____ Given data
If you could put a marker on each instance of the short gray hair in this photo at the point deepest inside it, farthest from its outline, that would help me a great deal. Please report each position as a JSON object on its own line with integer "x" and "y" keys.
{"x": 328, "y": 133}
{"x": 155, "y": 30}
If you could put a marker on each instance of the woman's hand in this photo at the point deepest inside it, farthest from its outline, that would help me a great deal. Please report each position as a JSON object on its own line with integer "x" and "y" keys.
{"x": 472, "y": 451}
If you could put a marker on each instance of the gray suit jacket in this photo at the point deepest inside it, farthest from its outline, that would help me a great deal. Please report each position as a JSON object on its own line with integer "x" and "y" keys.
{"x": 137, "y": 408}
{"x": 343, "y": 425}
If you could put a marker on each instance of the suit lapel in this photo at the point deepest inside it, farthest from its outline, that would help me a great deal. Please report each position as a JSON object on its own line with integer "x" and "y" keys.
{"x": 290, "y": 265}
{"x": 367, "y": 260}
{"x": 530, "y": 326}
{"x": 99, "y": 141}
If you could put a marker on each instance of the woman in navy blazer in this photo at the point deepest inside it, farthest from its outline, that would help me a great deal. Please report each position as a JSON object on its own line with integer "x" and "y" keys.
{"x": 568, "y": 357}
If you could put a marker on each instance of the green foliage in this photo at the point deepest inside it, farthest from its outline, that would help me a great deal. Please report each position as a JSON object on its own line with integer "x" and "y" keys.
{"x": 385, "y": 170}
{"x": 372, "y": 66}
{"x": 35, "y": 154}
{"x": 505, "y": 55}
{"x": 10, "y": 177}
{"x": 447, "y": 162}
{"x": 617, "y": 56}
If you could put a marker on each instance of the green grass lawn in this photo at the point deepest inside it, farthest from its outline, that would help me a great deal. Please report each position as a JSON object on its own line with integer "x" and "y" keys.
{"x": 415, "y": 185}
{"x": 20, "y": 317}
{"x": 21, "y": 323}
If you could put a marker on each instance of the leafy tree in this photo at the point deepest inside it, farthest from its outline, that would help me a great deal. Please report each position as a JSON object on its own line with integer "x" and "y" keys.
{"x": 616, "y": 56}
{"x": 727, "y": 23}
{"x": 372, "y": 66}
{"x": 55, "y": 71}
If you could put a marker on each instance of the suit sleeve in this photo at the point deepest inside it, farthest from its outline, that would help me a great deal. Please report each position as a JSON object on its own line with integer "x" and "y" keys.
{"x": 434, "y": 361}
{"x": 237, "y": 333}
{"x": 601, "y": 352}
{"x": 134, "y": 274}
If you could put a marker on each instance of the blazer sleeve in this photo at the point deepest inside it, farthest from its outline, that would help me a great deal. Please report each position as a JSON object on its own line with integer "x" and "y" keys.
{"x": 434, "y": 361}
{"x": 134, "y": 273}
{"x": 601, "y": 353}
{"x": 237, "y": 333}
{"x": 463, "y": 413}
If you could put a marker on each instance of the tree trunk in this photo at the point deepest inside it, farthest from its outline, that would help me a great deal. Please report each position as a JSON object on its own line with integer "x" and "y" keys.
________
## Goal of the exercise
Print the material above once more, line for line, with no word or character altered and the order kept the same.

## Task answer
If you could put a marker on each instance of the short gray hair in this photo at the point deepest inside it, farthest from its outline, that would help me a great deal. Please report each position as a JSON object on its own line with integer "x" and "y" keys.
{"x": 328, "y": 133}
{"x": 155, "y": 30}
If you could put a marker on each instance of the woman's hand in this photo at the point deepest inside it, farthest from its outline, that would help me a great deal. Please report each position as a JSON object on its own line with integer "x" and "y" keys.
{"x": 472, "y": 451}
If you could put a marker on each instance of the gray suit jacket in this photo at the point deepest inside it, farthest from its outline, that would help me a great deal. Please report each position as a JSON object on its own line with integer "x" and "y" keys.
{"x": 137, "y": 408}
{"x": 343, "y": 425}
If you could put a marker on each instance of the suit lapel in this photo at the point deepest inside it, farthest from its outline, that would help me a great deal. Please report each position as a JSON object on its own line with integer "x" and "y" keys.
{"x": 290, "y": 265}
{"x": 367, "y": 260}
{"x": 530, "y": 326}
{"x": 99, "y": 141}
If you could put a marker on each instance of the woman in navy blazer in this photo at the point deepest inside it, farthest from its outline, that would help me a great deal. Please report each position as a JSON object on its own line with integer "x" and "y" keys.
{"x": 568, "y": 357}
If you could put a marker on each instance of the green foliage in this photo at the point deepest inside it, farthest from its outline, that would help me a great deal. Please report each position as a JSON object on its own line with integer "x" and "y" keys.
{"x": 385, "y": 170}
{"x": 372, "y": 66}
{"x": 35, "y": 154}
{"x": 505, "y": 55}
{"x": 10, "y": 177}
{"x": 447, "y": 162}
{"x": 617, "y": 56}
If you could put a marker on each instance of the green grass lawn in this photo at the point deepest inside it, farthest from its outline, that would help me a great deal. Please report each position as a JSON object on its own line with integer "x" and "y" keys.
{"x": 415, "y": 185}
{"x": 20, "y": 317}
{"x": 21, "y": 323}
If you could put a marker on each instance of the leafy tree in this photo at the point deepest inside it, farthest from its outline, that would help me a great deal. Please report each position as a JSON object on its own line with integer "x" and "y" keys.
{"x": 616, "y": 56}
{"x": 727, "y": 23}
{"x": 372, "y": 66}
{"x": 55, "y": 71}
If you could put a marker on each instance of the suit sleeve in this photo at the point deepest inside it, farthest from its outline, that would help me a great deal. Please report each position as a JSON object on its own line with integer "x" and "y" keys.
{"x": 434, "y": 361}
{"x": 237, "y": 333}
{"x": 601, "y": 352}
{"x": 134, "y": 274}
If you could put a marker on each instance of the blazer sleeve in this photo at the point deepest inside it, farthest from its outline, that would help me a great deal. Please report each position as a JSON object on its own line with integer "x" and "y" keys.
{"x": 434, "y": 361}
{"x": 134, "y": 273}
{"x": 601, "y": 353}
{"x": 237, "y": 333}
{"x": 463, "y": 413}
If you could put a marker on each instance of the tree trunk in this photo at the point deepest inside it, farthest from its outline, that would help me a great deal. Please report each position as a JSON object on its own line with integer "x" and "y" keys.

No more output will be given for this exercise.